(Records from a dataset)
+--
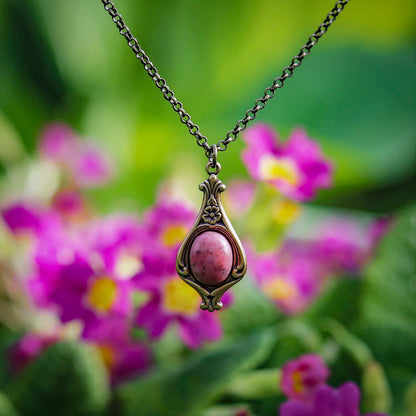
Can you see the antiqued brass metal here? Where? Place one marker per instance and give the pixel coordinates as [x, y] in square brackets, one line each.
[212, 217]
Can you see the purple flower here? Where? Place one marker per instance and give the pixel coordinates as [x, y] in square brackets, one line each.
[168, 222]
[302, 376]
[239, 197]
[173, 303]
[87, 165]
[327, 401]
[296, 168]
[124, 358]
[87, 275]
[346, 245]
[290, 277]
[70, 204]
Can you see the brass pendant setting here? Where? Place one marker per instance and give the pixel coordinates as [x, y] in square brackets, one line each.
[211, 258]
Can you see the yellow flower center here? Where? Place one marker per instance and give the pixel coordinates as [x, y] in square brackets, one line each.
[102, 294]
[297, 382]
[180, 298]
[279, 289]
[107, 355]
[127, 266]
[272, 168]
[174, 235]
[285, 212]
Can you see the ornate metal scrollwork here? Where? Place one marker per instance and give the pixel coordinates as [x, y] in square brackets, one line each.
[212, 217]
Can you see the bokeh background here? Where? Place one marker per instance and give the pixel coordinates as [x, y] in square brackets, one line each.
[355, 94]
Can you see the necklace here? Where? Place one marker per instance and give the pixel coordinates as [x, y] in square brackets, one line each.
[211, 258]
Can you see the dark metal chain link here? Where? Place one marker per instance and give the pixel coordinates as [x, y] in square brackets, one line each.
[260, 103]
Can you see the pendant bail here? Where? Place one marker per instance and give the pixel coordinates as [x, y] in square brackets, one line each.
[212, 166]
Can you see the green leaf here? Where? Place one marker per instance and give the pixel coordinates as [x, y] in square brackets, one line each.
[67, 379]
[6, 407]
[388, 317]
[188, 389]
[389, 302]
[250, 310]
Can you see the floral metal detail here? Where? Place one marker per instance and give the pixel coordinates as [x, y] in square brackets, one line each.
[212, 217]
[212, 212]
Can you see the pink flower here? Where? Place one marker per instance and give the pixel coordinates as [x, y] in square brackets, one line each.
[296, 168]
[302, 376]
[290, 277]
[168, 222]
[239, 197]
[70, 204]
[88, 278]
[328, 401]
[29, 347]
[87, 165]
[173, 303]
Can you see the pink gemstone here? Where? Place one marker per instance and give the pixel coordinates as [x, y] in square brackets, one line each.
[211, 258]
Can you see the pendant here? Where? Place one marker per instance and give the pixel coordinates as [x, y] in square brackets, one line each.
[211, 258]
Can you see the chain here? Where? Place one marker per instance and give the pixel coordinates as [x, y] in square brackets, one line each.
[259, 104]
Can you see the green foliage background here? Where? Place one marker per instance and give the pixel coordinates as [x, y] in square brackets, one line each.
[355, 93]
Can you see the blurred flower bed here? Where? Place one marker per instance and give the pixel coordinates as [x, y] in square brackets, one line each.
[83, 284]
[94, 320]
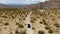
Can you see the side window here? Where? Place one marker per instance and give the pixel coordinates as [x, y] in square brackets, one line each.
[29, 26]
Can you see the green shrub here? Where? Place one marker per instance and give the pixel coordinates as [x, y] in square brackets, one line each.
[57, 25]
[50, 31]
[21, 26]
[33, 28]
[23, 32]
[41, 32]
[6, 23]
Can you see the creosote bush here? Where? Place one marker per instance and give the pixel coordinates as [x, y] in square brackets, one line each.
[6, 23]
[50, 31]
[20, 26]
[57, 25]
[41, 32]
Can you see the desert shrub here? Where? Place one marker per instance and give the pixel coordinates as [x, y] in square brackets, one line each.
[47, 27]
[23, 32]
[57, 25]
[32, 21]
[6, 23]
[41, 32]
[50, 31]
[20, 26]
[33, 28]
[41, 22]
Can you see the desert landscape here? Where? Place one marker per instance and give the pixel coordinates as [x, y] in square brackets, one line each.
[40, 18]
[45, 21]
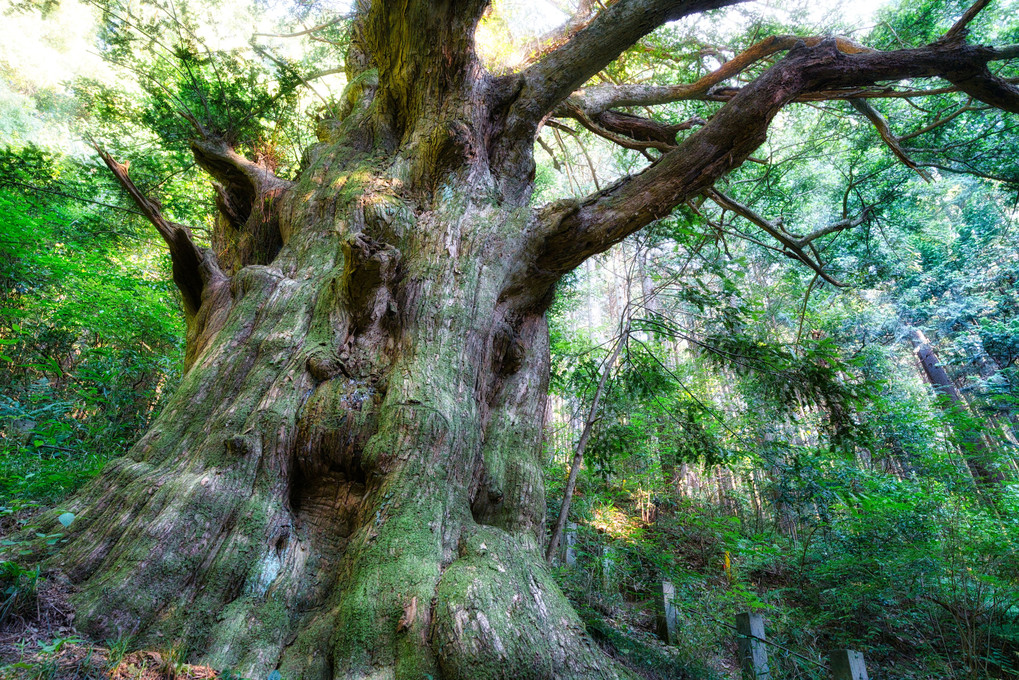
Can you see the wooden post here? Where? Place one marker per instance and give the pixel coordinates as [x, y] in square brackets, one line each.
[848, 665]
[571, 544]
[668, 615]
[753, 654]
[607, 564]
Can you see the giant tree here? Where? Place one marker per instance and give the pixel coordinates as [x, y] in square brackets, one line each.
[346, 481]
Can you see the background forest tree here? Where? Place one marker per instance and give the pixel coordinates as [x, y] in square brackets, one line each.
[764, 439]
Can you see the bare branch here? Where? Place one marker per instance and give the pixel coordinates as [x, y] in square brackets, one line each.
[887, 136]
[629, 132]
[601, 98]
[193, 267]
[793, 246]
[968, 106]
[569, 231]
[960, 30]
[306, 32]
[561, 71]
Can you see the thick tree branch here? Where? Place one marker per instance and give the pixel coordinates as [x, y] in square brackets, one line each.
[194, 267]
[602, 97]
[570, 231]
[628, 131]
[561, 71]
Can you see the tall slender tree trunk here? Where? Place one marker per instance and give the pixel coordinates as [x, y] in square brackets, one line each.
[347, 481]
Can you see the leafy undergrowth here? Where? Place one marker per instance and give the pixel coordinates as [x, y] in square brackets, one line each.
[846, 585]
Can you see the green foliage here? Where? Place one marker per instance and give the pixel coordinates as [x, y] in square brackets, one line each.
[89, 328]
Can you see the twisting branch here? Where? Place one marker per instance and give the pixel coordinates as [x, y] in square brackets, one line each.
[569, 231]
[890, 140]
[793, 245]
[968, 106]
[306, 32]
[194, 267]
[629, 132]
[603, 97]
[960, 30]
[546, 83]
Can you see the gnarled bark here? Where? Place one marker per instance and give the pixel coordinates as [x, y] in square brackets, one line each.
[346, 483]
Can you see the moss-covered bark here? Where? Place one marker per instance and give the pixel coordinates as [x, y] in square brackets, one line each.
[347, 482]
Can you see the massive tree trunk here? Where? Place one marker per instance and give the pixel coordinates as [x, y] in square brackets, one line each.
[346, 483]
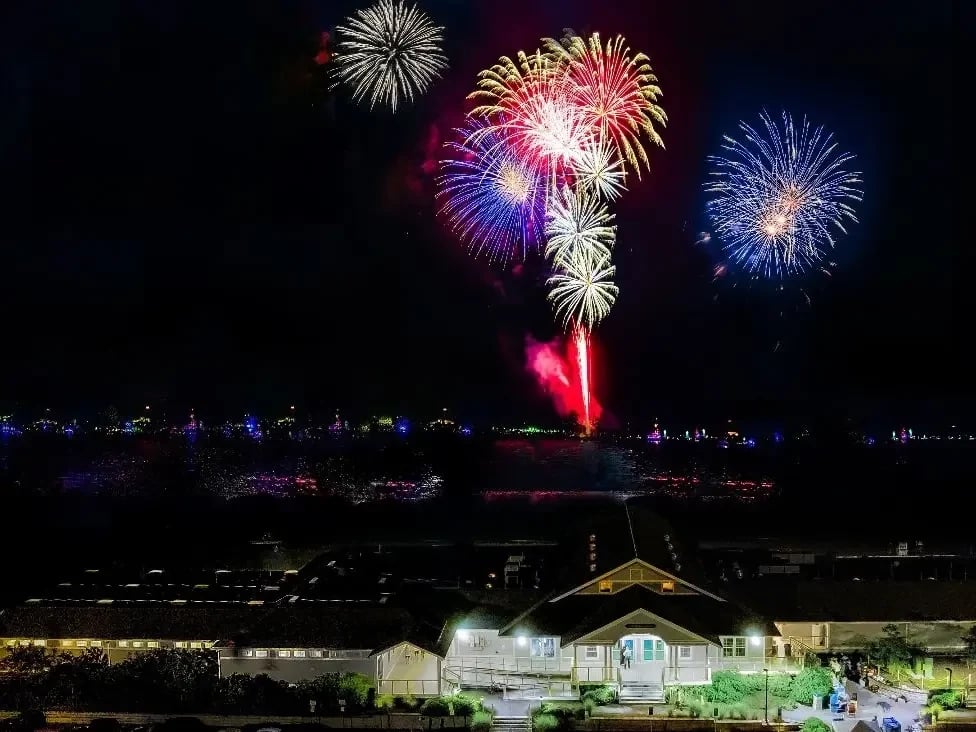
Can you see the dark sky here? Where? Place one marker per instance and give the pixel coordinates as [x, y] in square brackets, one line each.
[190, 217]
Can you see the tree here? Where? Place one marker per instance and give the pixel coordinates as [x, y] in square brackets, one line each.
[891, 650]
[969, 640]
[813, 724]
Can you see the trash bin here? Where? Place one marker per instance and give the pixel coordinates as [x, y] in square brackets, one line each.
[890, 724]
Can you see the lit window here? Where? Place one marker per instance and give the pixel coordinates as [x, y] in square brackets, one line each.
[734, 646]
[543, 647]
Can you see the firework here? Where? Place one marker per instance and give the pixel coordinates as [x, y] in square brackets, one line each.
[616, 92]
[524, 102]
[778, 199]
[389, 52]
[597, 167]
[577, 220]
[494, 199]
[582, 287]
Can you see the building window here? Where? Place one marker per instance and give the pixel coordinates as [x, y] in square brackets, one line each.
[543, 648]
[653, 650]
[734, 646]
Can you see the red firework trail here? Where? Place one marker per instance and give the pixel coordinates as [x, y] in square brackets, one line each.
[581, 337]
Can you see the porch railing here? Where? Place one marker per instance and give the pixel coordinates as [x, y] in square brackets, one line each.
[411, 687]
[510, 664]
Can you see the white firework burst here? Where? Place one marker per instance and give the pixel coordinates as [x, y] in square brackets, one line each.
[582, 287]
[578, 220]
[598, 167]
[389, 52]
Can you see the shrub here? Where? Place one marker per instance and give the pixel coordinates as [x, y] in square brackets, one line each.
[436, 707]
[481, 721]
[812, 724]
[811, 682]
[545, 723]
[947, 699]
[729, 687]
[407, 702]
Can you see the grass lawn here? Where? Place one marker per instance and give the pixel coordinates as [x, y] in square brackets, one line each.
[940, 678]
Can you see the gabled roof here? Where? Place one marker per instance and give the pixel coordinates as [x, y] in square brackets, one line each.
[633, 563]
[578, 615]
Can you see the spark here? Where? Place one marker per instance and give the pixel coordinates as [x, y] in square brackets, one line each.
[598, 168]
[577, 220]
[779, 199]
[616, 91]
[582, 287]
[389, 52]
[493, 199]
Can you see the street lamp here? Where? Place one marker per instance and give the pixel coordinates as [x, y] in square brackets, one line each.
[766, 705]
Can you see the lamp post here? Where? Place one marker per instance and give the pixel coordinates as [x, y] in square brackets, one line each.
[766, 705]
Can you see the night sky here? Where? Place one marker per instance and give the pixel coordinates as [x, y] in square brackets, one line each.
[190, 218]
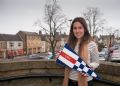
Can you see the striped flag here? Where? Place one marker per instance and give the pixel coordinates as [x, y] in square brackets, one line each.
[68, 57]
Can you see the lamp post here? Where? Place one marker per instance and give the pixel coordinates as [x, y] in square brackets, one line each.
[70, 20]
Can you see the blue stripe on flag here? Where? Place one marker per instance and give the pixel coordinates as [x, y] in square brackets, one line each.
[60, 63]
[69, 48]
+--
--- The task ---
Copy everything from the line containing "Can you see the blue" down to the end of the records, changing only the coordinates in the answers. Multiply each coordinate by 1.4 and round it to a whole number, with halves rounded up.

--- Answer for this exercise ---
Can you see the blue stripe on flag here? Where? Place one marker per instance and give the pixel coordinates as [x, y] in square brackets, one line each.
[84, 88]
[97, 67]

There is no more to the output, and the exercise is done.